───── EXTRACTED ENTRIES

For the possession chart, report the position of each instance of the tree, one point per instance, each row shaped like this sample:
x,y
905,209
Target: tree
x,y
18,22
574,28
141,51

──────────

▶ _THE PROBLEM_
Reproduce the entire listing above line for line, without changing anything.

▶ _SOLUTION TO THIS EXERCISE_
For the possession chart, report the position of each instance of the tree, one point per instance, each row shaped like this sample:
x,y
905,209
Target: tree
x,y
18,22
574,28
141,51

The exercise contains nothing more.